## Goal 1:
Answer these questions about the surf-casting thread:
(a) What did Big Lou once hold?
(b) What length of Ugly Stick did the poster see at Academy?
(c) Which rod does the first post say may be a good choice?
## Goal 2:
Rewrite the entries from the line with "Objective — one point per instance of the window" through the last line of the entries as a numbered list, leaving out any blank lines.

## Given passage:
Thanks Bigfost...I've already had a couple of hands-on lessons from Loy using his equipment. I think he probably was too nice to tell me how bad I really was. He can really cast his set-up and put it in the right spots. A joy to watch.

My first attempts, however, left a lot to be desired....but maybe with some dry land practice and more coaching from Loy, I can get to be adequate....not looking to be good, just adequate enough to get the job done.

Got to find the right rod for me first and that has been harder than I would have thought. Breakaway may be a good choice. The heavy rods like the Ugly stick are probably good for casting but don't appeal to me for fishing....and fishing is the priority with casting being only a means to an end. Thanks.


----------



## shadslinger (Aug 21, 2005)

BTW. Bigfost really did teach me to surf fish. It was something I had been trying do successfully for years and never got it until he agreed to fish with me a couple of times. He is an expert at catching big surf fish, especially bull reds and an excellent caster.
The fishing board where I meet him included some of the worlds best long distance casters, like Big Lou, who at one time held the world record. I got see him at the beach cast once and he, like all pros, makes it look easy. It is beautiful to watch. 
I had to modify my casting style after a couple of back surgeries too, the real pendulum cast takes a lot of strength and involves the whole body including the "dance steps" that set it up.
I forgot to mention that follow through, just like any athletic swing, baseball, golf, shooting baskets, is very important.


----------



## dbullard (Feb 13, 2008)

cool topic guys.I have seen Loy cast from the surf and he can sling it.Bigfost he told me you were his surf fishing mentor.Hopefully he will teach me some more of what you taught him.
ML keep at it you will get it I am sure.I saw a 12' ugly stick at Academy that looked pretty good.


----------



## RAYSOR (Apr 26, 2007)

Great info, I was glued to the info, I am thinking when I go out with SS, get me a good set up and see if I can pay him per cast. LOL, just kidding, when I have gone out with Loy it seems he can throw about as far as he can see, amazing.

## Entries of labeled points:
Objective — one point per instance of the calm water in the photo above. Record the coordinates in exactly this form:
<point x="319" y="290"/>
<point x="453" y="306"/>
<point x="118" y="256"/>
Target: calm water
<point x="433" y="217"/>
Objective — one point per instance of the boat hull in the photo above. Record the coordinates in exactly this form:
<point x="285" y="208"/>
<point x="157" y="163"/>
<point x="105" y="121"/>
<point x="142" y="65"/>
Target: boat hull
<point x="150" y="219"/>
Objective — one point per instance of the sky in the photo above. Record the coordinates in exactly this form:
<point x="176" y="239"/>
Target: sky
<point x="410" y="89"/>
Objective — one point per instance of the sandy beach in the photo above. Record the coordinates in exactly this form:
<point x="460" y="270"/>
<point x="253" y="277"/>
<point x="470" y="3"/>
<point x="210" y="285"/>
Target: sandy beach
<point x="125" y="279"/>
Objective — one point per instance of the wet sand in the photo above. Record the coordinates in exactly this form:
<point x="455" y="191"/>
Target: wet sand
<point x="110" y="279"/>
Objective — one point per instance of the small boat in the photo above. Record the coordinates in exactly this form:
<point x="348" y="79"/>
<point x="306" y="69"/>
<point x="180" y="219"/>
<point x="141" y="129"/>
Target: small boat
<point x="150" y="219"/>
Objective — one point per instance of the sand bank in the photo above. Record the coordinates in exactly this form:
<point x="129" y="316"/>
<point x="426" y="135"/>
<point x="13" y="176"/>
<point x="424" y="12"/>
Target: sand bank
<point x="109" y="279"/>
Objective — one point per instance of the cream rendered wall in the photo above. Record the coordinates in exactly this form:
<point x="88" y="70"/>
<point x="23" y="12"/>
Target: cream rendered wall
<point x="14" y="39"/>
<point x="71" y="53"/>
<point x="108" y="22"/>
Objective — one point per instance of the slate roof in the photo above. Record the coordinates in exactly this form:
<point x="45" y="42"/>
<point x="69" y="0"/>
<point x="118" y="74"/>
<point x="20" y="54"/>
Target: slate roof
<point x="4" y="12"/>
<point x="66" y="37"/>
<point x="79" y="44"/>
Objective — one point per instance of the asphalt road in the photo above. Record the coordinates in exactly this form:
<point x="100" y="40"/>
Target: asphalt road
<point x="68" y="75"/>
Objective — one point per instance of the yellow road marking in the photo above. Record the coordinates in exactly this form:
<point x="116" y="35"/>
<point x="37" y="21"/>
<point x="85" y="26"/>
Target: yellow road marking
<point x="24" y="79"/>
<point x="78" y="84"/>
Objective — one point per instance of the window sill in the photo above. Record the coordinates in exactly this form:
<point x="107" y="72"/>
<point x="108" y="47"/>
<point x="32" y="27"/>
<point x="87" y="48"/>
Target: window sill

## Full answer 1:
(a) The world record.
(b) 12 feet.
(c) Breakaway.

## Full answer 2:
1. Objective — one point per instance of the window sill in the photo above. Record the coordinates in exactly this form:
2. <point x="107" y="72"/>
3. <point x="108" y="47"/>
4. <point x="32" y="27"/>
5. <point x="87" y="48"/>
6. Target: window sill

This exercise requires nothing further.